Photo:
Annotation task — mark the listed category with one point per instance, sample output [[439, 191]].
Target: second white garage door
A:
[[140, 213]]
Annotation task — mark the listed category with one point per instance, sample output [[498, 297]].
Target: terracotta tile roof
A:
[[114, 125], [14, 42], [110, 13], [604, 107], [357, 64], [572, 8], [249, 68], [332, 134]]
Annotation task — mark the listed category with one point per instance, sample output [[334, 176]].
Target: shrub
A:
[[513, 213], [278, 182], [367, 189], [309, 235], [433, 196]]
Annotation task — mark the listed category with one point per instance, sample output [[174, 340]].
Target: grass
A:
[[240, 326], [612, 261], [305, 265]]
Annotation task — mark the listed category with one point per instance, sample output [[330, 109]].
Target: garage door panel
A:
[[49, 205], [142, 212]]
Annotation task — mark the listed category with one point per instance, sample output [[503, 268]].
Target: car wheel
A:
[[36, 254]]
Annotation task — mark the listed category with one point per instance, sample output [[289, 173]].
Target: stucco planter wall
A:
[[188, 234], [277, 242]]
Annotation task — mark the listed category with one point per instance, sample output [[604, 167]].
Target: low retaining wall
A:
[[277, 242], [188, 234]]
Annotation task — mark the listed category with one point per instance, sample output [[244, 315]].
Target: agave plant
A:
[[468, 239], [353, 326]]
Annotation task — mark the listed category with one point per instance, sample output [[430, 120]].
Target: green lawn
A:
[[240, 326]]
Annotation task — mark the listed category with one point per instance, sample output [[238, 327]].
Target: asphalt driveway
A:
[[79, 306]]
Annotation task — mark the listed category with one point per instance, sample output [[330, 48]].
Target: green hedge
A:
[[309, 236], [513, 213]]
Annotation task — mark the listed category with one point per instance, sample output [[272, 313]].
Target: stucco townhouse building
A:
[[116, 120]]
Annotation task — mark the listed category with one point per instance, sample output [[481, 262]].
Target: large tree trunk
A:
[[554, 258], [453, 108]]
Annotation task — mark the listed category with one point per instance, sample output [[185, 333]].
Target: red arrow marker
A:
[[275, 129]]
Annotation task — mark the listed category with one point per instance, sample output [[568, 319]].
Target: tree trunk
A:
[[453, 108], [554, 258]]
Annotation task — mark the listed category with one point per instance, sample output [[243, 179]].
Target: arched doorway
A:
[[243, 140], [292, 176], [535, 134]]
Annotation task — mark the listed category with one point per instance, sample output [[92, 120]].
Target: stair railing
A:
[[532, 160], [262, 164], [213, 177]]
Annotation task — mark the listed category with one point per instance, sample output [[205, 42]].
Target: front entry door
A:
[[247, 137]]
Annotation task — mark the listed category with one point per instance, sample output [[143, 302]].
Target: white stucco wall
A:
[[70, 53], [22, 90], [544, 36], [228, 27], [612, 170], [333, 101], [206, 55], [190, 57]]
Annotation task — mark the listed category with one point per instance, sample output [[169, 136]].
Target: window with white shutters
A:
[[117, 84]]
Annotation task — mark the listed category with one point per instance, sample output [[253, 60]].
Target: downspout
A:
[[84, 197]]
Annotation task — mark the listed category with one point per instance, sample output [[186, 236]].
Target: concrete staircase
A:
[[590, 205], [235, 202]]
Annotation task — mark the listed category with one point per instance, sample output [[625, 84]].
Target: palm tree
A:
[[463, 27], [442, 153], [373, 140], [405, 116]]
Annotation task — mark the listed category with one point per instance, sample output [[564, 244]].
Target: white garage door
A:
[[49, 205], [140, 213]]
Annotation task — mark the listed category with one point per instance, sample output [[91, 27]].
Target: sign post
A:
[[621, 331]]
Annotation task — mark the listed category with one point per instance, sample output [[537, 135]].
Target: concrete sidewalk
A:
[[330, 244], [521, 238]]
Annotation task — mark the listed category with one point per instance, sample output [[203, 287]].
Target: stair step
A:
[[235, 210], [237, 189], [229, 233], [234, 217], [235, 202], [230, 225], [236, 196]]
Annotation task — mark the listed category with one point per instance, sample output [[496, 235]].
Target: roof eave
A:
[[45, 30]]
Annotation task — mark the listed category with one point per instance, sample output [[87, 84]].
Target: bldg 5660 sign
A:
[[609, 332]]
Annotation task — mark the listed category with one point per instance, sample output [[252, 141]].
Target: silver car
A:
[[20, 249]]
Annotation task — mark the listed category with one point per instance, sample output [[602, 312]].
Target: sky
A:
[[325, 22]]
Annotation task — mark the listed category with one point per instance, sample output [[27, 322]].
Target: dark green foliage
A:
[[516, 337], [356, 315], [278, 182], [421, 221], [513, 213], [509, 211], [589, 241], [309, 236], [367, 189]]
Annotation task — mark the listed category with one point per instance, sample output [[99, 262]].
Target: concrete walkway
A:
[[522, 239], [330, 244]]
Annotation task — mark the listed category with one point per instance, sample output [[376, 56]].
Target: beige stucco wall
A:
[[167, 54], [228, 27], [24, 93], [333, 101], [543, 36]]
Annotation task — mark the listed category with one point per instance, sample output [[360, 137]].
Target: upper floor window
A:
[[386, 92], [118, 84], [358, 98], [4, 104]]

+++++

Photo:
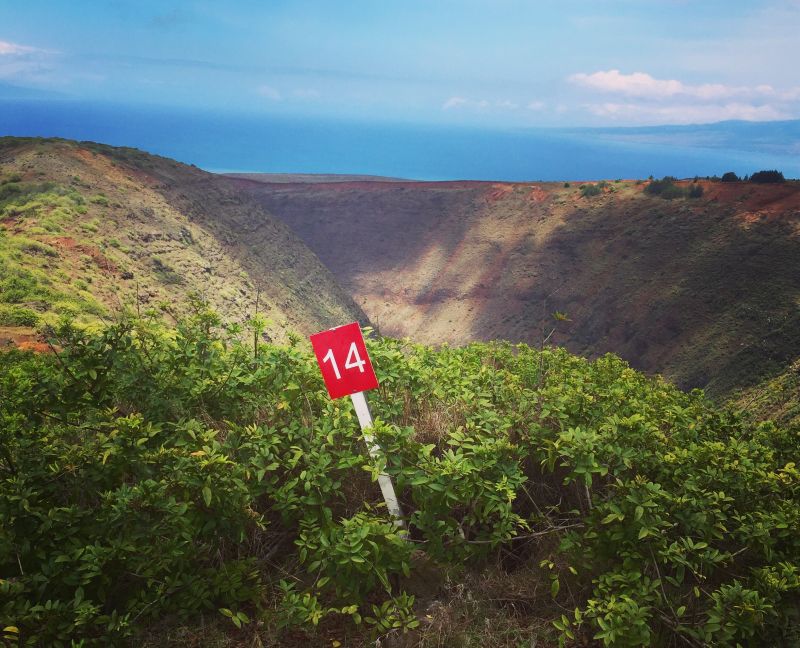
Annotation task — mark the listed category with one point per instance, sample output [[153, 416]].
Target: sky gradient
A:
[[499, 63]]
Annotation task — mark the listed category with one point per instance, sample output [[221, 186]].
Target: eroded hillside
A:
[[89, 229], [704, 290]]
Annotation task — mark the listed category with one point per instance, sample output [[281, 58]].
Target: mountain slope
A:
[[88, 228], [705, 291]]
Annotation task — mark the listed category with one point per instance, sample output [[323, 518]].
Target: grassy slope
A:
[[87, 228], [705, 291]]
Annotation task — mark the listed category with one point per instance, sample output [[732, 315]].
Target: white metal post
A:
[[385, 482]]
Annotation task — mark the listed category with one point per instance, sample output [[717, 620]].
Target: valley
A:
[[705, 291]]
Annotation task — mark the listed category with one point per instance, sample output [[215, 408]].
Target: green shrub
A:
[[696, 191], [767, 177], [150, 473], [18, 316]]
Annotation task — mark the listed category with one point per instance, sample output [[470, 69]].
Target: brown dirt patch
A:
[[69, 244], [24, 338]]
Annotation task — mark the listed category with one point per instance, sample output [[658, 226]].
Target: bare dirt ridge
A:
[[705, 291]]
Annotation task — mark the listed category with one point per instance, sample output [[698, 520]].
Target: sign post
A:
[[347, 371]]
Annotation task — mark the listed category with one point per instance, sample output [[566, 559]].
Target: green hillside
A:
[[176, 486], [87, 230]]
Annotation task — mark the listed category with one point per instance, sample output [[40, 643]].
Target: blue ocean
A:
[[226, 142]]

+++++

- REQUIRED WORK -
Lines to set down from above: the line with "output [[243, 179]].", the line with "Target: palm tree", and every line between, each exactly as written.

- WORKED SOLUTION -
Annotation task — mark the listed category with one point per instance, sample output [[243, 179]].
Target: arched doorway
A:
[[243, 140], [292, 176], [535, 134]]
Annotation task — mark the listed category with one point per instance, sample output [[92, 120]].
Target: stair railing
A:
[[532, 160], [262, 164], [213, 177]]
Annotation task — mark the listed category with one point per instance, sample output [[205, 42]].
Target: front entry door
A:
[[247, 137]]
Annotation task — mark the listed category with one point per instance, sample output [[143, 302]].
Target: white stucco wall
A:
[[70, 53], [22, 90], [544, 36], [228, 27], [612, 170], [333, 101], [206, 55], [190, 57]]
Annotation task — mark the listed category with one point per instance, sample output [[169, 136]].
Target: window with white shutters
A:
[[117, 84]]
Annotation task — mark the listed category with one point per instance, sample output [[253, 60]].
Target: downspout
A:
[[84, 197]]
Annotation task — mark the listed category with one point per instance, sample output [[186, 236]].
Target: concrete staircase
A:
[[590, 205], [235, 202]]
Annotation task — mark the listed category with one point per instance, sample output [[625, 84]].
Target: palm tree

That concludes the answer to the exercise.